> **EXTRAIT AFFICHÉ**

Le Président (M. Jolivet): Je l'ai écouté et
j'écoute des choses depuis longtemps, M. le député de
Bourassa.
M. Laplante: Quand un journaliste se permet de dire...
Le Président (M. Jolivet): M. le député de
Bourassa!
M. Laplante: ...que ces gens sont bien préparés, M.
le Président, il ne faut pas être aveugles!
Le Président (M. Jolivet): M. le député de
Bourassa, vous m'avez demandé une directive, mais je ne vous ai pas
permis de parler d'autre chose. M. le député de Laporte, vous
pouvez continuer pour le moment.
M. Bourbeau: Alors, Me Gauthier, à quel moment avez-vous
commencé à faire des approches pour l'obtention du poste de
conseiller spécial auprès du premier ministre?
M. Jutras (Germain): M. le Président, si vous me le
permettez, Me Gauthier...
Droit de se faire assister par un conseil
M. Bourbeau: Question de règlement, M. le
Président. Est-ce qu'on pourrait savoir qui prend la parole
maintenant?
Le Président (M. Jolivet): Juste un instant. C'est Me
Jutras qui accompagne Me Gauthier.
M. Jutras: Me Gauthier a été invité à
témoigner concernant une poursuite civile intentée à la
suite du saccage du chantier de LG 2 et, plus spécifiquement, le
rôle du premier ministre et de son bureau à cet égard.
Toute la série de questions auxquelles,
par ailleurs, Me Gauthier pourrait répondre très
facilement, je me demande, M. le Président, en quoi cela se rapporte au
rôle spécifique de la question. Est-ce une commission
d'enquête sur les modalités ou les circonstances d'engagement de
Me Gauthier? Je soulève une objection au nom de Me Gauthier.
Le Président (M. Jolivet): M. le député de
Marguerite-Bourgeoys.
M. Lalonde: M. le Président, comme vous, nous avons
entendu Me Jutras. Je pense qu'il faudrait déterminer le rôle ou
les modalités de fonctionnement que nous allons adopter. Jusqu'à
maintenant, les conseillers des témoins pouvaient leur venir en aide,
mais non pas intervenir. En principe, je n'ai pas d'objection et je vais vous
dire pourquoi: généralement, les interventions des avocats des
témoins sont beaucoup plus pertinentes que celles des
députés ministériels. Mais il faudrait quand même,
tout d'abord, faire cela. Deuxièmement, sur l'objection de Me Jutras, je
vais simplement vous dire ceci: Dans le cas de Me Gauthier, il était
tuteur d'un défendeur au moment où il a été
engagé au bureau du premier ministre qui lui, le bureau du premier
ministre, travaille naturellement à aider le premier ministre, chef d'un
gouvernement dont une des sociétés poursuivait le syndicat dont
Me Gauthier était le tuteur. Il me semble que c'est tout à fait
pertinent d'examiner le passage d'une fonction à l'autre car deux
fonctions ne sont pas nécessairement du même côté.

> **CONSIGNE**
Répondez à ces questions sur l'extrait de débat ci-dessus :
(a) Selon le président, qui accompagne Me Gauthier ?
(b) D'après Me Jutras, à quel sujet Me Gauthier a-t-il été invité à témoigner ?
(c) Selon M. Lalonde, que pouvaient faire jusqu'à maintenant les conseillers des témoins, et que ne pouvaient-ils pas faire ?

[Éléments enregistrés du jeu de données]

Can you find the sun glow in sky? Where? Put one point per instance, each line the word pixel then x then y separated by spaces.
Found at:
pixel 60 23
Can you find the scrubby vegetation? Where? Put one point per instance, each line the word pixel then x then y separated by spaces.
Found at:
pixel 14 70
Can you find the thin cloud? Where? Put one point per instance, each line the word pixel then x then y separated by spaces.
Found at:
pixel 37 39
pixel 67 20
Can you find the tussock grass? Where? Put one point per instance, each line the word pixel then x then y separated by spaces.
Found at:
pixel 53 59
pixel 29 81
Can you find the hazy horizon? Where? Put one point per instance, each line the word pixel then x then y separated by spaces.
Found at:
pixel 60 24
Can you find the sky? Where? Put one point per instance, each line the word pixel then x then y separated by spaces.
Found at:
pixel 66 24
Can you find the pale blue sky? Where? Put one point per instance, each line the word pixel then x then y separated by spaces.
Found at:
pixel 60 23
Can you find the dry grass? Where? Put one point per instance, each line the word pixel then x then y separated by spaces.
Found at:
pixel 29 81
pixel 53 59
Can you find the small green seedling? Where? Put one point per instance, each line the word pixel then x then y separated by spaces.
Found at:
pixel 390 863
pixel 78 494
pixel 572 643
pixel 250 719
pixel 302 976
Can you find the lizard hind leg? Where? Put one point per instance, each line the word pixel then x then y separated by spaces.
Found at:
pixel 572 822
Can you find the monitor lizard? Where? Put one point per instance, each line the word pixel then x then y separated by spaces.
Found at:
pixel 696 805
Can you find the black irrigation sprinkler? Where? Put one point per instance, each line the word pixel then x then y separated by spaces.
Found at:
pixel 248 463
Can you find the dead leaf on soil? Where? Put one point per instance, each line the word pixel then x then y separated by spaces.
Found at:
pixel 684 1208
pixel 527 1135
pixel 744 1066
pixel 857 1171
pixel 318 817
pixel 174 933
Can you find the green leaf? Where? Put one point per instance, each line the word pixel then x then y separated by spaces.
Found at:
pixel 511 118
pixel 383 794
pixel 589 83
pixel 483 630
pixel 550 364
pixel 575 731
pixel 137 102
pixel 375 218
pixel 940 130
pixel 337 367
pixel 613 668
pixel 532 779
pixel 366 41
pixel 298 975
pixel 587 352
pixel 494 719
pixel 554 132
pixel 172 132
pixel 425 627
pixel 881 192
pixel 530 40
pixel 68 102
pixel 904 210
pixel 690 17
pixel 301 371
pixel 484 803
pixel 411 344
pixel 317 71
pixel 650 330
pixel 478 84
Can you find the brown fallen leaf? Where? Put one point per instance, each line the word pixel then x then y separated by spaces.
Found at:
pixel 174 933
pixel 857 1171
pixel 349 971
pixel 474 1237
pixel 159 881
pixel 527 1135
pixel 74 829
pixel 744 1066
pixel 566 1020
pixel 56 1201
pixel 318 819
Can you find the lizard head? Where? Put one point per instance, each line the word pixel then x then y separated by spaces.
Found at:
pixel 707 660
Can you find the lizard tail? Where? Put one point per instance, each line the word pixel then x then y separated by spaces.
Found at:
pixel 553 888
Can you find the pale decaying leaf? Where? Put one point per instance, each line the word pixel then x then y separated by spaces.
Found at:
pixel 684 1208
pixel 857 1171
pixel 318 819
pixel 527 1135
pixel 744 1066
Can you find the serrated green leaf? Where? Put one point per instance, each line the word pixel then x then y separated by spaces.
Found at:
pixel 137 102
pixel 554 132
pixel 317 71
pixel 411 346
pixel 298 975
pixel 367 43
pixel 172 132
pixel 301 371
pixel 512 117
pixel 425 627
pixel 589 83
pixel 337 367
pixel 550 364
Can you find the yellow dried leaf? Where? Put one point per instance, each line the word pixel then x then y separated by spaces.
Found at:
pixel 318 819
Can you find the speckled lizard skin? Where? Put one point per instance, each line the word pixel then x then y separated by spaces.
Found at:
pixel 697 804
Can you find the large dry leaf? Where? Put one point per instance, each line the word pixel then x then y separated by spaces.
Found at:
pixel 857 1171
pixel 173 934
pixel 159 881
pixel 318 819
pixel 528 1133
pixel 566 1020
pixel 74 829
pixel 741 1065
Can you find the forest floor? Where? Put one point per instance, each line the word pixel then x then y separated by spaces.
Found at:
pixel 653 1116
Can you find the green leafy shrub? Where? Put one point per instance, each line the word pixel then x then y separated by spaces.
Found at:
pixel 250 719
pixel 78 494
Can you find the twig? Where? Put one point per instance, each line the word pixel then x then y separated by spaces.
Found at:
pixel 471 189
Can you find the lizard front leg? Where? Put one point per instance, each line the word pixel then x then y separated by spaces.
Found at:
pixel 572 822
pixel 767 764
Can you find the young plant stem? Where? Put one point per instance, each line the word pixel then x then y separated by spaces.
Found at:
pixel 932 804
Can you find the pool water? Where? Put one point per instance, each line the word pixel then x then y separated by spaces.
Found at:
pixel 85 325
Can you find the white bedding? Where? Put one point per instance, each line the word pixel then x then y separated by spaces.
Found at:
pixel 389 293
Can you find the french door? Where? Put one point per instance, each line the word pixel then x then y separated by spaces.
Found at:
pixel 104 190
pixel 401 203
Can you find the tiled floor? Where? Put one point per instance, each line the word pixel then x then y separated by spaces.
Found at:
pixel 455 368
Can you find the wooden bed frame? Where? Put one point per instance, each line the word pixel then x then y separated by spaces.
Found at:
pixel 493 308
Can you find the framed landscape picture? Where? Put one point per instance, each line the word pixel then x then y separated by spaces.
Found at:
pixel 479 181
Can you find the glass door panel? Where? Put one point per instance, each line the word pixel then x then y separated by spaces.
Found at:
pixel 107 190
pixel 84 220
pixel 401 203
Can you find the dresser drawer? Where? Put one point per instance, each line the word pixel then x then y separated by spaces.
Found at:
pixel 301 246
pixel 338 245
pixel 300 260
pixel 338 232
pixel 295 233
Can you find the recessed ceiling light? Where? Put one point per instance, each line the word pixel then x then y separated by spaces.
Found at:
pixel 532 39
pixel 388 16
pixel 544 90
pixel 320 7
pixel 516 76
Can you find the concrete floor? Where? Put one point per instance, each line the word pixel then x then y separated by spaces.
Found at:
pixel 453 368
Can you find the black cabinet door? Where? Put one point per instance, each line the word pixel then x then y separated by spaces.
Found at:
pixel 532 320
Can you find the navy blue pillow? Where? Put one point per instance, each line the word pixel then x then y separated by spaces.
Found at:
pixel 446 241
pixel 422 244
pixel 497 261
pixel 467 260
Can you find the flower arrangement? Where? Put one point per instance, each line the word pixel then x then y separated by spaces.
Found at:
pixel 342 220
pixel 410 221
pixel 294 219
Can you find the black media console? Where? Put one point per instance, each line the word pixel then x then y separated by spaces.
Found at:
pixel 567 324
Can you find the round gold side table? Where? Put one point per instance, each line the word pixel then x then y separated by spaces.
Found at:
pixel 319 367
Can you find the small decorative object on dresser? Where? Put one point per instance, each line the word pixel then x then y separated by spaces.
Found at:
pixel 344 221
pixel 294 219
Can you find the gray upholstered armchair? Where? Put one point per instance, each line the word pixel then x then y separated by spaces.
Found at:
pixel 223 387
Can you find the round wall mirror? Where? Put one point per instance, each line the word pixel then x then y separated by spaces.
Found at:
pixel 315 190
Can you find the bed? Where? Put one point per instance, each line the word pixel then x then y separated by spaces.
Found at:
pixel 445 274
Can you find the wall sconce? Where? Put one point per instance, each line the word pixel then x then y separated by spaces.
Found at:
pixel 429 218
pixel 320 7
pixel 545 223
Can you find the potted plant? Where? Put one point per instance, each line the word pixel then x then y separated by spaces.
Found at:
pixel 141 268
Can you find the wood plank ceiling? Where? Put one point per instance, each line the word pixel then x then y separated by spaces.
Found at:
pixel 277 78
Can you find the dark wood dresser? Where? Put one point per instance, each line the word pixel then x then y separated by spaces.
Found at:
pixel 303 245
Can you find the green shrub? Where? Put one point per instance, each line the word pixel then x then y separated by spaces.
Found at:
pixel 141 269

> **RÉPONSE COMPLÈTE**
(a) C'est Me Jutras qui accompagne Me Gauthier.
(b) Me Gauthier a été invité à témoigner au sujet d'une poursuite civile intentée à la suite du saccage du chantier de LG 2, et plus précisément du rôle du premier ministre et de son bureau à cet égard.
(c) Ils pouvaient venir en aide aux témoins, mais non pas intervenir.